What needs to be done - Write out, word for word, the part of the material below that opens with the line containing "on the camping" and runs to the end of the material.

○ ○ ○ ○

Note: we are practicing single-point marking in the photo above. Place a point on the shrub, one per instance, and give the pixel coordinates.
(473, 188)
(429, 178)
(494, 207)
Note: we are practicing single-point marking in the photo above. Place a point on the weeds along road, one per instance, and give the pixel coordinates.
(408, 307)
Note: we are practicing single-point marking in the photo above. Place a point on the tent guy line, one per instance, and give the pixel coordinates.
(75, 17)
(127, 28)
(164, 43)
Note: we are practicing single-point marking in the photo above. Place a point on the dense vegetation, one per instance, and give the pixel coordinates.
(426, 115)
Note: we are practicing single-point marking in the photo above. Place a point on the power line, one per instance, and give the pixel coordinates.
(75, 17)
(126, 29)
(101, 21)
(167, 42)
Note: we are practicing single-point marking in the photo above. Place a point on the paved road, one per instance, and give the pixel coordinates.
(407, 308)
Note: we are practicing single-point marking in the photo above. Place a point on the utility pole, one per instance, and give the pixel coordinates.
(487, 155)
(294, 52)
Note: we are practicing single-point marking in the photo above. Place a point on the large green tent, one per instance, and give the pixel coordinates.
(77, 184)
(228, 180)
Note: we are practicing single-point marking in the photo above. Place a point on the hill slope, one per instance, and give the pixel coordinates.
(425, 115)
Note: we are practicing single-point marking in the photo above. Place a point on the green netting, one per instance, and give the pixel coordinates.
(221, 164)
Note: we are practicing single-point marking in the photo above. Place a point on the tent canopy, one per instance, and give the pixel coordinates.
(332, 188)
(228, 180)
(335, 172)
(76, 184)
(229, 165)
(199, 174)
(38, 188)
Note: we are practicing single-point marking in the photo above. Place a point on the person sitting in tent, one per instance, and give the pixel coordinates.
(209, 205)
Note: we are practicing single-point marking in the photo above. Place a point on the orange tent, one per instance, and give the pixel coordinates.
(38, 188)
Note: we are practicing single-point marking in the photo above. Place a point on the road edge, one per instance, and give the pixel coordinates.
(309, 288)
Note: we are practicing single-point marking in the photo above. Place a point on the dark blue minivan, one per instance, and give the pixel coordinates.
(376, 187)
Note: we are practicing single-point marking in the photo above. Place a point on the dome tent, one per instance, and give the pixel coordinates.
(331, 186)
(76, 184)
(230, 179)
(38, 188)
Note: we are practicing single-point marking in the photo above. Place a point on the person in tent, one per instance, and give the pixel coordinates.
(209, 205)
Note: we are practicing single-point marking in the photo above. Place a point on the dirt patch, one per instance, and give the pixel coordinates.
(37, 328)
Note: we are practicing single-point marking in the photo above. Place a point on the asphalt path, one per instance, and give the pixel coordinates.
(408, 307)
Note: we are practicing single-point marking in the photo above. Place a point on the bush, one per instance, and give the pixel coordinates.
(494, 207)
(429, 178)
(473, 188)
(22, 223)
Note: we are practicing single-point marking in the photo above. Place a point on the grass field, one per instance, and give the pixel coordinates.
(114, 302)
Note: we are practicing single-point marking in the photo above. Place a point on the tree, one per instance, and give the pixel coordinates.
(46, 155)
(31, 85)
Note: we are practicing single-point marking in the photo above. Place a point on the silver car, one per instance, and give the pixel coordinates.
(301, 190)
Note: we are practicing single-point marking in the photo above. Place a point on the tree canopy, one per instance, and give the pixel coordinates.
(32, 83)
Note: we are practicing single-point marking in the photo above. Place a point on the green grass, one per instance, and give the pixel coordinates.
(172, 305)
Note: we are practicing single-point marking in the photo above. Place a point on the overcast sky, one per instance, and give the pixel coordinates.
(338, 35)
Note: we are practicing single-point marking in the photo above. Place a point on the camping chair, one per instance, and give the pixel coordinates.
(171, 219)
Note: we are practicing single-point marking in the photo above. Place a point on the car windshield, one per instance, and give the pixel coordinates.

○ ○ ○ ○

Reply -
Note: we are practicing single-point marking in the photo above. Place a point on the camping chair, one per instance, and give the pixel coordinates.
(171, 219)
Note: we are practicing single-point marking in the photo above. Place a point on the car windshield, one per instance, and give the pixel coordinates.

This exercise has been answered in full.